_Fonte_
⁂
Armando Boito: É um golpe branco e não será indolor
Para o professor de Ciência Política Armando Boito, o combate à corrupção – que, em teoria, mobilizou milhares de pessoas no domingo (13) – é utilizado pela oposição, de forma seletiva, para substituir seu programa real, bem menos popular. Segundo ele, a crise econômica, “as revelações e invenções” da Lava Jato e a atuação de uma “mídia militante” têm insuflado a população a se manifestar contra o governo e o PT. Ele alerta para os riscos de uma investida golpista, que, avalia, não será indolor.
Publicado 14/03/2016 12:05

Por Joana Rozowykwiat
Em entrevista ao Portal Vermelho, Armando Boito destaca, entre os motivos que levaram as pessoas às ruas neste domingo, o agravamento da crise econômica, que impacta na vida das pessoas, gerando insatisfação. Mas enumera ainda dois fatores que ajudam na mobilização em torno do discurso do combate à corrupção.
⁂
_Seção de dados_
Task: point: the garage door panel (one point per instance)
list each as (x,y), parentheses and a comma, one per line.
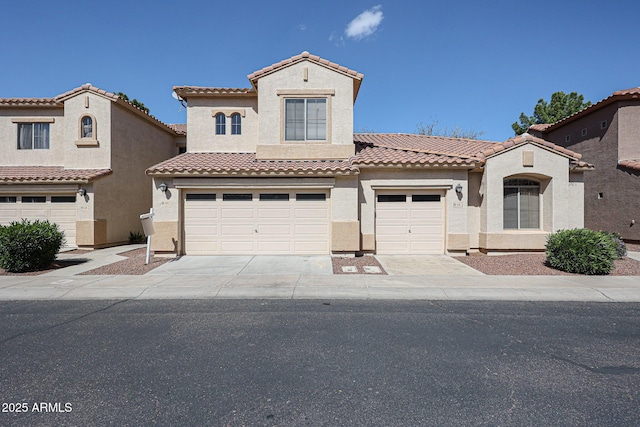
⁂
_Problemas_
a) Resuma em duas frases o texto da entrevista com Armando Boito.
b) Escreva a continuação do texto da entrevista com Armando Boito a partir do último parágrafo apresentado.

_Resultados finais_
a) O professor de Ciência Política Armando Boito afirma que a oposição usa o combate à corrupção de forma seletiva para substituir seu programa real, bem menos popular, e alerta que uma investida golpista não será indolor. Segundo ele, a crise econômica, as revelações e invenções da Lava Jato e a atuação de uma mídia militante têm insuflado a população a se manifestar contra o governo e o PT.

b)
“Tem também o comportamento cada vez mais ousado da Lava Jato, nas suas revelações, nas invenções e nos abusos. E, finalmente, há a militância da mídia. Porque é mesmo uma coisa muito militante [a atuação dos veículos de comunicação]”, critica.
Segundo ele, há invenções que a própria mídia trata de converter em verdade. “São invenções que, às vezes, duram 24 horas, como essa coisa de que o Delcídio denunciou corrupção da Dilma na campanha de 2004. No dia seguinte, Delcídio emitiu nota desmentindo. Mas já virou verdade, porque foi capa da IstoÉ”, cita.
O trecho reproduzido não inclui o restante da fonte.